## Given problem
Transcribe the listing below word for word, and keep every line and number unchanged.
:: Stored records
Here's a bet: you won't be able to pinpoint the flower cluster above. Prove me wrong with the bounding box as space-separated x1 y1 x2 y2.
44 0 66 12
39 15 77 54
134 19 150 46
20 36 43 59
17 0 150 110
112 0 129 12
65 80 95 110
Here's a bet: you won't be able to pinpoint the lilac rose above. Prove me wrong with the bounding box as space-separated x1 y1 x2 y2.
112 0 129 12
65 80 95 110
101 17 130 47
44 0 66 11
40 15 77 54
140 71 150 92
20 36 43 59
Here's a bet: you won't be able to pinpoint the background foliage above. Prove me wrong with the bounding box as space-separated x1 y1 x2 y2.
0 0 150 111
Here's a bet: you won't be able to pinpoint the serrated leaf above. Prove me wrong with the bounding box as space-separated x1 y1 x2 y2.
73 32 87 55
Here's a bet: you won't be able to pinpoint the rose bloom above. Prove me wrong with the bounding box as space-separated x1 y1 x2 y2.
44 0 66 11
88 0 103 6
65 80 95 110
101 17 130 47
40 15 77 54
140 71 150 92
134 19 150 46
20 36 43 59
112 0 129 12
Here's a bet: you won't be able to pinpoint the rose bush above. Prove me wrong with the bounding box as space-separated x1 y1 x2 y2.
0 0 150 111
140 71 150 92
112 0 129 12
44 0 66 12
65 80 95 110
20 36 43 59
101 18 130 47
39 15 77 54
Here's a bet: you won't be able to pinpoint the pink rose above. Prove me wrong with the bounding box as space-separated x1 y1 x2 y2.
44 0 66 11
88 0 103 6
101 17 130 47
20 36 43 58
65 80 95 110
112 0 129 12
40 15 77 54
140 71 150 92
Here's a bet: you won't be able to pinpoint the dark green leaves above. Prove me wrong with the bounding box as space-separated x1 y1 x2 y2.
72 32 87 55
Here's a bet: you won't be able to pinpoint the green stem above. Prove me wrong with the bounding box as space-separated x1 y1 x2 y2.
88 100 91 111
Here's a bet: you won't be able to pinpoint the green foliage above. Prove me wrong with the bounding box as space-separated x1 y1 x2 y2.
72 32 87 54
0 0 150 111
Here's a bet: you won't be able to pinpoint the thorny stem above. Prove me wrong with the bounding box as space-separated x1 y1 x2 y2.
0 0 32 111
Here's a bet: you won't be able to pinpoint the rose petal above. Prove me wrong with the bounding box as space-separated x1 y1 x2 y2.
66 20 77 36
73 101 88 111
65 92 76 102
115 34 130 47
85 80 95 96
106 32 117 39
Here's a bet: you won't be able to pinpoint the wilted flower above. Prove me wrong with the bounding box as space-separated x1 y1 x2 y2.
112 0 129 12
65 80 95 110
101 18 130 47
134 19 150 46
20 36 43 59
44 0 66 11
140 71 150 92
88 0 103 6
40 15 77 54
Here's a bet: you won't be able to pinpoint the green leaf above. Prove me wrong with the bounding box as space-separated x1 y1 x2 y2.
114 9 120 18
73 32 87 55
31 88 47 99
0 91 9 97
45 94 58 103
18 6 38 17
::::
## Correct answer
Here's a bet: you won't be able to pinpoint the flower cluster above. Prove me wrong with the bounding box as space-separated x1 y1 x2 y2.
44 0 66 12
39 15 77 54
134 19 150 46
20 36 43 59
17 0 150 110
112 0 129 12
65 80 95 110
Here's a bet: you won't be able to pinpoint the lilac rose above. Prove me wrong with the bounding box as space-separated x1 y1 x2 y2.
112 0 129 12
65 80 95 110
101 17 130 47
44 0 66 11
40 15 77 54
140 71 150 92
20 36 43 59
Here's a bet: you won't be able to pinpoint the background foliage above. Prove me wrong with the bounding box as space-separated x1 y1 x2 y2.
0 0 150 111
Here's a bet: you won't be able to pinpoint the serrated leaf above. Prove me wrong with the bounding box as space-separated x1 y1 x2 y2.
73 32 87 55
Here's a bet: you won't be able to pinpoint the rose bloom above. Prove me wrong with the bounding box as space-separated x1 y1 x2 y2.
44 0 66 11
88 0 103 6
65 80 95 110
101 17 130 47
40 15 77 54
140 71 150 92
134 19 150 46
20 36 43 59
112 0 129 12
Here's a bet: you won't be able to pinpoint the rose bush above. Prove me wrong with the bounding box as space-separated x1 y1 x2 y2.
0 0 150 111
140 71 150 92
112 0 129 12
44 0 66 12
65 80 95 110
20 36 43 59
101 18 130 47
39 15 77 54
Here's a bet: you won't be able to pinpoint the pink rose above. Prove me wrong with the bounding box as space-separated x1 y1 x2 y2.
44 0 66 11
88 0 103 6
101 17 130 47
20 36 43 58
65 80 95 110
112 0 129 12
40 15 77 54
140 71 150 92
Here's a bet: you won't be able to pinpoint the dark green leaves above. Prove me wrong with the bounding box as space-separated x1 y1 x2 y2.
72 32 87 55
Here's a bet: you won't be able to pinpoint the green stem above. Prove me wrong with the bounding box as space-separated x1 y1 x2 y2.
88 100 91 111
Here's a bet: you won't be able to pinpoint the green foliage above. Prove me wrong with the bounding box as space-separated x1 y1 x2 y2.
72 32 87 54
0 0 150 111
Here's a bet: you won't be able to pinpoint the thorny stem above. Prove me wrong with the bounding box as space-separated x1 y1 x2 y2.
0 0 32 111
Here's a bet: you won't be able to pinpoint the rose petal above. Prove me wrong with the bounding box as space-separated x1 y1 x2 y2.
66 20 77 36
73 101 88 111
65 92 76 102
115 34 130 47
85 80 95 96
106 32 117 39
Here's a bet: you won't be able to pinpoint the wilted flower above. Prove me wrong with the bounding box as space-separated x1 y1 x2 y2.
112 0 129 12
65 80 95 110
101 18 130 47
134 19 150 46
20 36 43 59
44 0 66 11
140 71 150 92
88 0 103 6
40 15 77 54
Here's a bet: you won't be able to pinpoint the green leaf above. Prove me wrong with the bounding box as space-separated x1 y1 x2 y2.
114 9 120 18
73 32 87 55
31 88 47 99
0 91 9 97
45 94 58 103
18 6 38 17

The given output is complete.